Selection:

──────

Yet Christians can please God. The sheer grace that saves hopeless sinners also enables those sinners to live lives that please their Father. In this post, Peter Adam offers a survey of what the Bible tells us about this astonishing truth.


1. God is pleased with you if you live and do ministry to please him!

If we do what pleases God, then God is pleased with us. If we do what is pleasing to him, then God is pleased with us.

a. We should live to please God.

  • We make it our goal to please him. (2 Cor 5:9)
  • Those who are not married should live to ‘please the Lord’ Those who are married should both please the Lord and also please husband or wife. (1Cor 7:32-34)
  • We are called to ‘offer our bodies as a living sacrifice, holy and pleasing to God.’ (Rom 12:1)

b. We can please God:

  • Songs and thanksgivings please God:

I will praise God’s name in song and glorify him with thanksgiving. This will please the LORD more than an ox, more than a bull with its horns and hooves. (Ps 69: 30,31)

  • Prayers please God: ‘the prayer of the upright pleases him’ (Prov 15:8).
  • God blesses those who please him, through human agents: ‘In the LORD’s hand the king’s heart is a stream of water that he channels toward all who please him’ (Prov 21:1)

──────

Excerpted records:

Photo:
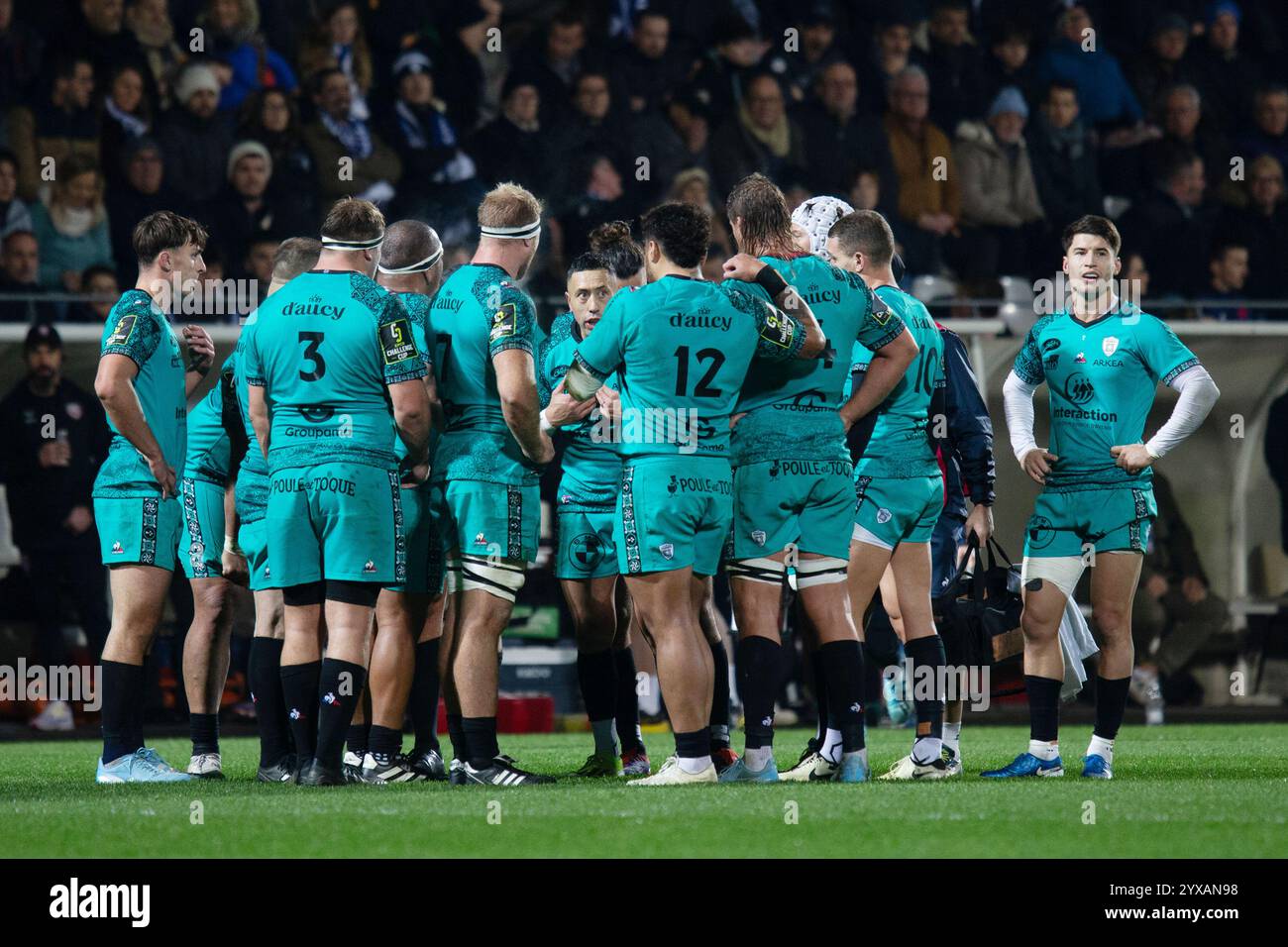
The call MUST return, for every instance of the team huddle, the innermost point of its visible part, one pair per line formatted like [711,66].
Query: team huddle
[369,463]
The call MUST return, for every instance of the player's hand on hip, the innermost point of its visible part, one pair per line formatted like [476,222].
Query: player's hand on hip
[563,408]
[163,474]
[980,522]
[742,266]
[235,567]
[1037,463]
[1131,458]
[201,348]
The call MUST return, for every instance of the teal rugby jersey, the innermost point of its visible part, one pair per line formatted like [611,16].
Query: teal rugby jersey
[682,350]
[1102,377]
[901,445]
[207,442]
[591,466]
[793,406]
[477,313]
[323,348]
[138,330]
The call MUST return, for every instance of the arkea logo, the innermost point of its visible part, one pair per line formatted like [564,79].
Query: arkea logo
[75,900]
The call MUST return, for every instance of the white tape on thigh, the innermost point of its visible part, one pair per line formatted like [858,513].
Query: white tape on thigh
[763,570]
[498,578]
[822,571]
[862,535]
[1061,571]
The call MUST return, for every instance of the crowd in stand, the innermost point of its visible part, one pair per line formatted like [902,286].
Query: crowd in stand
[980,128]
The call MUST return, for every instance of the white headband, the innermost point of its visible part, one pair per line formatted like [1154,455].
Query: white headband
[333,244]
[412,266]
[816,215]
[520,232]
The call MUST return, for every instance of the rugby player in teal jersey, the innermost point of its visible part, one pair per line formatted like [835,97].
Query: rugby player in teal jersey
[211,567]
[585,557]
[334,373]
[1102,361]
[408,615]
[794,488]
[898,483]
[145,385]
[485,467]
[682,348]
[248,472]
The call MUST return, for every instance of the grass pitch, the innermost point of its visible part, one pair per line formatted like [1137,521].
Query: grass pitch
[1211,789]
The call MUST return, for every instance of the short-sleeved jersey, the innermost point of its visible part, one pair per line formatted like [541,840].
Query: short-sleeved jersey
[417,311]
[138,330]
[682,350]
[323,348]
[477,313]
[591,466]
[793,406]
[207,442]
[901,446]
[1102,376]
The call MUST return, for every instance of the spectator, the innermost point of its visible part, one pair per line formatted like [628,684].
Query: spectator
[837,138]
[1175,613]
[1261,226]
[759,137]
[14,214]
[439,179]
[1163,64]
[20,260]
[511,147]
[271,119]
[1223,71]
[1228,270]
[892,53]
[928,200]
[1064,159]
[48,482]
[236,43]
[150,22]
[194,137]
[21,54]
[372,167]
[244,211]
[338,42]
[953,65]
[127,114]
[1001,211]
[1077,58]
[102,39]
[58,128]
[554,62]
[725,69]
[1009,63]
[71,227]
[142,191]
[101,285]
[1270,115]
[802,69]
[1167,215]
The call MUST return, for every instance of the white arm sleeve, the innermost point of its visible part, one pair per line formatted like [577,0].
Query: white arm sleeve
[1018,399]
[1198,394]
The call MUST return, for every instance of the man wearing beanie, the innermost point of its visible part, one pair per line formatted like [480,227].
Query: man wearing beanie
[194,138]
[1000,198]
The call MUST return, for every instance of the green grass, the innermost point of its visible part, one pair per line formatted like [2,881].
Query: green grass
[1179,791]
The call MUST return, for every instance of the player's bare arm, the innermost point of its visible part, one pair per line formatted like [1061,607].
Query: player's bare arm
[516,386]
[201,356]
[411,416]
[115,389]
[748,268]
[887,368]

──────

What to work on:
a. Echo the post on pleasing God, starting with "1. God is pleased" and going on through "(2 Cor 5:9)".
b. Check each statement against the post on pleasing God. For each, answer yes or no and quote the words from the post that decide it.
(i) Peter Adam is the one who offers the survey in the post.
(ii) Songs and thanksgivings please the LORD less than an ox does.
(iii) The prayer of the upright pleases God.
c. Write the next part of the post on pleasing God, picking up after its final line.
The records above are separate material from the post on pleasing God.

Responses:
a.
1. God is pleased with you if you live and do ministry to please him!

If we do what pleases God, then God is pleased with us. If we do what is pleasing to him, then God is pleased with us.

a. We should live to please God.

  • We make it our goal to please him. (2 Cor 5:9)

b.
(i) Yes: "In this post, Peter Adam offers a survey of what the Bible tells us about this astonishing truth."
(ii) No: "This will please the LORD more than an ox, more than a bull with its horns and hooves."
(iii) Yes: "the prayer of the upright pleases him"

c.
  • The Thessalonians know ‘how to live to please God, as in fact you are doing … do so more and more’ 1 Thess 4:1
  • Enoch ‘was commended as one who pleased God’ Heb 13:5
  • The money the Philippians sent to Paul was ‘a fragrant offering, an acceptable sacrifice, pleasing to God’ Phil 4:18
  • If children obey their parents in everything, ‘this pleases the Lord’ Col 3:20
  • When children care for their mother ‘this is pleasing to God’ 1 Tim 5:4
  • If we live according to the light, we then find out ‘what pleases the Lord’ Ephes 5:10
  • When we pray for all people, and for rulers and those in authority, this ‘pleases God our Saviour’ 1 Tim 2:3
  • We can keep God’s commands, ‘and do what pleases him’ 1 Jn 3:22
  • Praise and generosity please God: ‘Through Jesus, therefore, let us continually offer to God a sacrifice of praise—the fruit of lips that openly profess his name. And do not forget to do good and to share with others, for with such sacrifices God is pleased’ Heb 13:15,16
  • Paul prays for the Colossians:

We continually ask God to fill you with the knowledge of his will through all the wisdom and understanding that the Spirit gives, so that you may live a life worthy of the Lord and please him in every way: bearing fruit in every good work, growing in the knowledge of God Col 1:9,10

  • And the author of Hebrews prays:

Now may the God of peace, who through the blood of the eternal covenant brought back from the dead our Lord Jesus, that great Shepherd of the sheep, equip you with everything good for doing his will, and may he work in us what is pleasing to him, through Jesus Christ, to whom be glory for ever and ever. Amen. Heb 13:20,21

2. God is pleased with you if you live and do ministry to please him … But make sure you receive this message in the right way!

If you think of yourself as a sinner, and not also a saint, then you need to revise your thinking..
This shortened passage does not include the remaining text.